§ Data supplied:

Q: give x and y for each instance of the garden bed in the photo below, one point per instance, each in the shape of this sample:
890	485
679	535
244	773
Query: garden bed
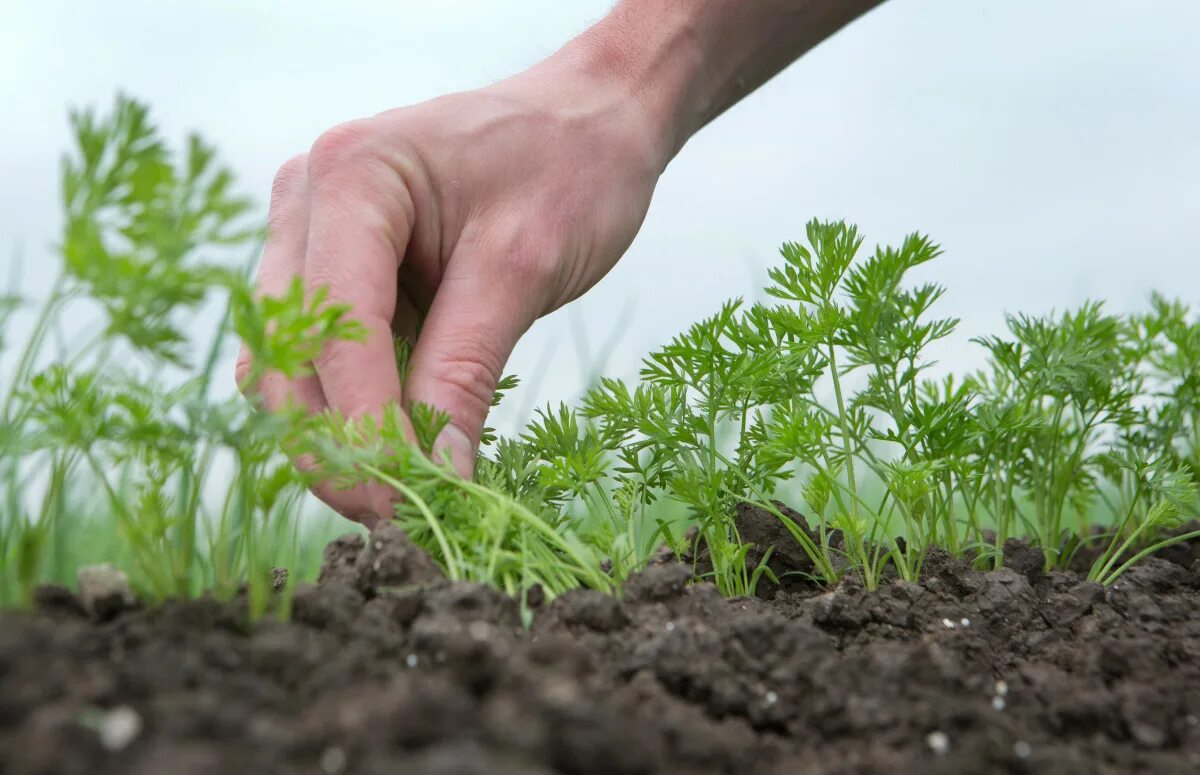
384	667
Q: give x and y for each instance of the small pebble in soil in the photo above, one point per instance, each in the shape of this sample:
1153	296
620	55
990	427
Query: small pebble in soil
333	760
119	727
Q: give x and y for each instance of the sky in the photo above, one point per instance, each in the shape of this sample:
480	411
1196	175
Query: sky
1050	148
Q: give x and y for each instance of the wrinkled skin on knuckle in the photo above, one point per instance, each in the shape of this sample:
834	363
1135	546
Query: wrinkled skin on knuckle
241	371
340	148
466	383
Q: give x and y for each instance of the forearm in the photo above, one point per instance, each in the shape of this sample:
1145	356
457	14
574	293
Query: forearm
687	61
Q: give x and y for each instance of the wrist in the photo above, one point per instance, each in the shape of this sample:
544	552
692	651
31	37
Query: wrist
649	70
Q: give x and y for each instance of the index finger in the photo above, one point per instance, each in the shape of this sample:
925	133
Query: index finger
358	230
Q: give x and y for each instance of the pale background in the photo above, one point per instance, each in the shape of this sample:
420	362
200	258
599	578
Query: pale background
1051	148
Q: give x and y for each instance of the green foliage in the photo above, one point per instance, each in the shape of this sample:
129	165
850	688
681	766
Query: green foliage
126	413
1081	433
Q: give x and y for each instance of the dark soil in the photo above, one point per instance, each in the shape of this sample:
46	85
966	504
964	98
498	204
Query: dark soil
387	668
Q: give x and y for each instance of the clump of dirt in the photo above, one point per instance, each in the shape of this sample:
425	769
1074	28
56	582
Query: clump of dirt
387	667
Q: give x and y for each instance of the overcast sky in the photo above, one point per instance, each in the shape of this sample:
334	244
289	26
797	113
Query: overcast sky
1051	148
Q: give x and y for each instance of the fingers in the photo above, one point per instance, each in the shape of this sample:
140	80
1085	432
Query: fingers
359	223
474	323
282	262
283	259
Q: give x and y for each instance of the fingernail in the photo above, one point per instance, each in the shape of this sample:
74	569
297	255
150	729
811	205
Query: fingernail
455	443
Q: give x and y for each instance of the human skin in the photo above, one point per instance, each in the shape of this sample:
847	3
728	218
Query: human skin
484	210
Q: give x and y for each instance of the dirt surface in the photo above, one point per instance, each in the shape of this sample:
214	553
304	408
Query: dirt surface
387	668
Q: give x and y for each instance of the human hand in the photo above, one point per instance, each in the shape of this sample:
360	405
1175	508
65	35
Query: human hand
479	211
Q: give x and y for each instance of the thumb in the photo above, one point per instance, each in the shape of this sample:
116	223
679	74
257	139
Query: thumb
468	335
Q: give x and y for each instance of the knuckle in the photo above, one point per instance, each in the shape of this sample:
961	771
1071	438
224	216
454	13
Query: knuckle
339	146
289	178
287	191
466	383
241	371
531	263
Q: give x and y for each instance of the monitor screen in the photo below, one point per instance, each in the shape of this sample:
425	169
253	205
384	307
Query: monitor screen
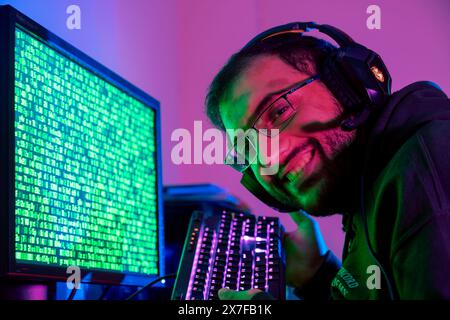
85	166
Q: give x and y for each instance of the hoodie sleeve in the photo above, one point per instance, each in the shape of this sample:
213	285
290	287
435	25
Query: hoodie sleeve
319	287
420	252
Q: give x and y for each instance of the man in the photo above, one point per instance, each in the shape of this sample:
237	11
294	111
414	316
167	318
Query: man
389	176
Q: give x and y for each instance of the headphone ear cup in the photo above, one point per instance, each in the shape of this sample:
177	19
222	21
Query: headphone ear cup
358	79
250	182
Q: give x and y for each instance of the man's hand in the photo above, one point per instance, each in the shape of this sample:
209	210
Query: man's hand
228	294
304	249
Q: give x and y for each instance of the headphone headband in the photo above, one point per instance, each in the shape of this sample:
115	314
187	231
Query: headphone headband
341	38
355	75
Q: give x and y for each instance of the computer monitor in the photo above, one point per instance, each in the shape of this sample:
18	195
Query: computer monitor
80	166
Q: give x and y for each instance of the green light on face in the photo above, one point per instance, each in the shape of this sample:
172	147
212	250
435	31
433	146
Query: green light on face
85	183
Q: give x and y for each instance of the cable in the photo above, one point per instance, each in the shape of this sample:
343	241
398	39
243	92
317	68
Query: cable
171	275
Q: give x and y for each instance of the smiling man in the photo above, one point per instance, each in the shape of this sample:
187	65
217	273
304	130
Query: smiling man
346	146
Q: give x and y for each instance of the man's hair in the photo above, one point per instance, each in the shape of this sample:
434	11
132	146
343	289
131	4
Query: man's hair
306	54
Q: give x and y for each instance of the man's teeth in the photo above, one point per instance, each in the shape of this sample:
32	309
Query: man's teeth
305	160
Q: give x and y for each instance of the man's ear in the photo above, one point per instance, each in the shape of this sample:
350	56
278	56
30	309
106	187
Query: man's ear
250	182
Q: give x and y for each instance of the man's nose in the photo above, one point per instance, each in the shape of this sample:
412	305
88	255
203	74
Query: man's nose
272	150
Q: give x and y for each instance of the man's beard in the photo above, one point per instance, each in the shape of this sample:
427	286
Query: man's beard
334	184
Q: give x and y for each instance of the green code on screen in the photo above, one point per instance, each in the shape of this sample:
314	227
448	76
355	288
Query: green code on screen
85	171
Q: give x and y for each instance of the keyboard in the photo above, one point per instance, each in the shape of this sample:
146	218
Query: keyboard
230	249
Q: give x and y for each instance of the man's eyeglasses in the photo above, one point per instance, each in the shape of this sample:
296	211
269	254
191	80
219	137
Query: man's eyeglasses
270	122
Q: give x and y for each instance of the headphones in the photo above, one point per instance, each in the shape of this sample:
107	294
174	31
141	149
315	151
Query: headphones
354	74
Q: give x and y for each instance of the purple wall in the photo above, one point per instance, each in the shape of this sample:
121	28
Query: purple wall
172	49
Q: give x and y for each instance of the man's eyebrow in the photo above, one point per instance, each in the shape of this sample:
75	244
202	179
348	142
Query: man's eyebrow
263	104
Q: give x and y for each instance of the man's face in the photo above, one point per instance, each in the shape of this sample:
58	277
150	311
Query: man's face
311	159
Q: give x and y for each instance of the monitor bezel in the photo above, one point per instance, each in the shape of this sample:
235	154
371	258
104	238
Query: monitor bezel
9	19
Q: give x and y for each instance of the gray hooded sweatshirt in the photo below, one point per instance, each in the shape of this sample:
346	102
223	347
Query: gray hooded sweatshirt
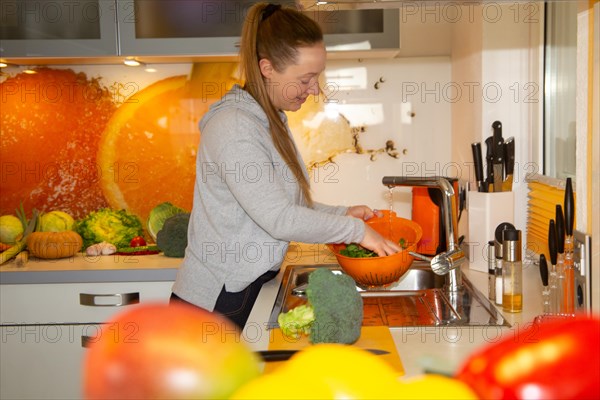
247	205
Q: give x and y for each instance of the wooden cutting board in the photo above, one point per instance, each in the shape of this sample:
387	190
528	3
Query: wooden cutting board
371	337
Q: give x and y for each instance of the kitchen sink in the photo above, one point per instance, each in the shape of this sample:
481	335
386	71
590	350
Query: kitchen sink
419	298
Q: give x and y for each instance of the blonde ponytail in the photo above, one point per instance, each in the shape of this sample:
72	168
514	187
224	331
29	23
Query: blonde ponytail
275	33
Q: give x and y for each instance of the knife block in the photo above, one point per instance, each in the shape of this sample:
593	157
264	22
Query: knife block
485	212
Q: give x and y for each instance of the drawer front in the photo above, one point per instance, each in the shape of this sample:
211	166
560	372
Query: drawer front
75	302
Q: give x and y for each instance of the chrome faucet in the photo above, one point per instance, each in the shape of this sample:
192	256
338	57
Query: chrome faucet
449	261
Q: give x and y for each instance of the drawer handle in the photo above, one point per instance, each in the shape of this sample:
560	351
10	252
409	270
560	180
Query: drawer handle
87	340
109	300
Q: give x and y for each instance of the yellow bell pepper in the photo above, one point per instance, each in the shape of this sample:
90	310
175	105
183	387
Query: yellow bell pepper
335	371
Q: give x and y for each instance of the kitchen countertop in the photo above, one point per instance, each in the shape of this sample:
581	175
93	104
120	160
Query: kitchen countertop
421	349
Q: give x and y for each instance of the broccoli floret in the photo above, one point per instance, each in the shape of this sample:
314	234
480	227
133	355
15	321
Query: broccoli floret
172	238
334	312
297	321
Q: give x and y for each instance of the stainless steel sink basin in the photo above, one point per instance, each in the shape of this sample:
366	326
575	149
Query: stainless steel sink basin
419	298
420	277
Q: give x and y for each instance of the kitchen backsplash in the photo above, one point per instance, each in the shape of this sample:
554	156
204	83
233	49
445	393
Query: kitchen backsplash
81	137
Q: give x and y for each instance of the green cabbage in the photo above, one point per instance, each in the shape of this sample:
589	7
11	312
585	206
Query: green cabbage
158	216
11	228
106	225
55	221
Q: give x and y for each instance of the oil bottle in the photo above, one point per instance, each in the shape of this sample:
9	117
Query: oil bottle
512	271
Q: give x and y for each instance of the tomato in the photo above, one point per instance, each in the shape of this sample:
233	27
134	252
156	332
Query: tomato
549	360
168	352
137	242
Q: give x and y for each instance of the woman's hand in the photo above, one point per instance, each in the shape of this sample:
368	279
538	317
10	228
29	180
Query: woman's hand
363	212
377	243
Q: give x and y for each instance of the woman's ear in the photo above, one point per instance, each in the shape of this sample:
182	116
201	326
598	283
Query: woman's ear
266	68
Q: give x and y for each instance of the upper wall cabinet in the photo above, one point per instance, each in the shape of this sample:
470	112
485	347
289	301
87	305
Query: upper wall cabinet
96	28
41	28
190	28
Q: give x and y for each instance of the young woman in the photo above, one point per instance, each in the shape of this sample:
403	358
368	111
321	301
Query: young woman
252	195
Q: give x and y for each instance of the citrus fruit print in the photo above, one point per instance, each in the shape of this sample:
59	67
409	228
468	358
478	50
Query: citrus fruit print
50	126
148	150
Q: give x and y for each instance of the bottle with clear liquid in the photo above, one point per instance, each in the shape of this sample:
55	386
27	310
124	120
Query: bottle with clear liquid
512	271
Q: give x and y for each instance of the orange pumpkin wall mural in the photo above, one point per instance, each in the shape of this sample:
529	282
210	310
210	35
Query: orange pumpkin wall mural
84	137
66	145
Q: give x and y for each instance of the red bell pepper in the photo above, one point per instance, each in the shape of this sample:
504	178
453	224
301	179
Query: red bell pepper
559	359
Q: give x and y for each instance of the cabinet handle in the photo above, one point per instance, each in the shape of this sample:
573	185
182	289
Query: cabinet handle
109	300
86	341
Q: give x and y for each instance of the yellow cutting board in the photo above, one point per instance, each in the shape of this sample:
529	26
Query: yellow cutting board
371	337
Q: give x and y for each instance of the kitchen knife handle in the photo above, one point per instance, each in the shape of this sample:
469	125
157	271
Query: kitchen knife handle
498	143
478	163
544	270
560	230
489	159
552	242
569	208
509	155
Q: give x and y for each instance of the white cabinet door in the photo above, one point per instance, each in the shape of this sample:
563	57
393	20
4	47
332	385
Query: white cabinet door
42	361
58	28
70	303
44	328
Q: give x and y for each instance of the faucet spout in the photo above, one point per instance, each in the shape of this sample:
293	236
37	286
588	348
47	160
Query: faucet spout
447	262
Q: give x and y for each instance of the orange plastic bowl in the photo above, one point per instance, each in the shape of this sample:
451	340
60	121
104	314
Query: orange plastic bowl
374	272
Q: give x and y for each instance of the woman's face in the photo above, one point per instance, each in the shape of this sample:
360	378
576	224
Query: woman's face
289	88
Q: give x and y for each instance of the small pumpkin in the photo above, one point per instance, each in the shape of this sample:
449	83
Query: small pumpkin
52	245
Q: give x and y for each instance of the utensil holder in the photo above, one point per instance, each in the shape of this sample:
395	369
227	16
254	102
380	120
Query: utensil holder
485	212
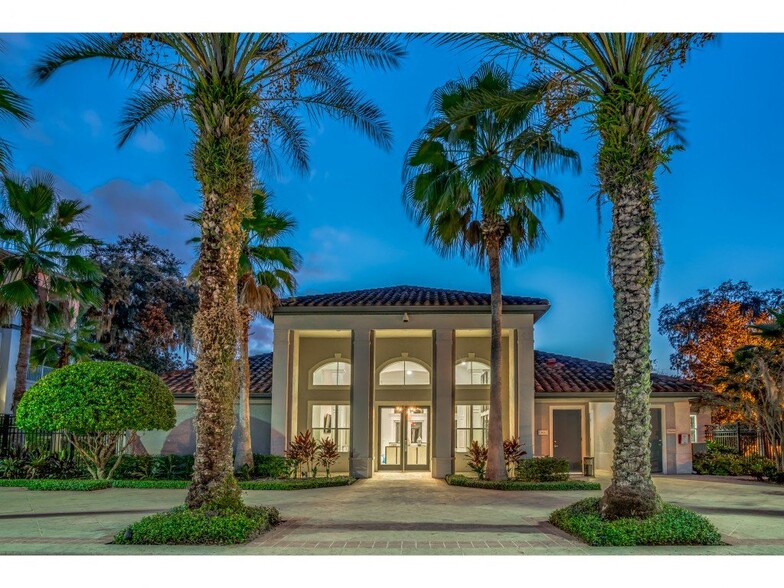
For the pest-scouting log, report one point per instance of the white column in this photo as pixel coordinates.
(280, 391)
(524, 368)
(361, 451)
(443, 403)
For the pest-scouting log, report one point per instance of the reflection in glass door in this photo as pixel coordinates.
(403, 438)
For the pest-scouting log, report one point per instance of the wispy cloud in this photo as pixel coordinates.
(149, 141)
(120, 207)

§ Do this:
Turn the lines of the listing above, from the line containing "column in this photo as pixel coordinates." through the end of the listing, into a JSON list of strings with one string per line. Leave out any blank lines.

§ Response to this task:
[
  "For the pest-scouting log, report one point per instance of the white column in this photo as pixel coordinates.",
  "(280, 391)",
  "(524, 368)",
  "(361, 451)",
  "(443, 403)",
  "For the pest-scouting log, report one point per instance of the reflection in glass door in this photo as pixel coordinates.",
  "(403, 438)",
  "For the pest-scouting log, report one point per instance of the wispy cloud in this photo as pixel coordinates.",
  "(149, 141)",
  "(120, 207)"
]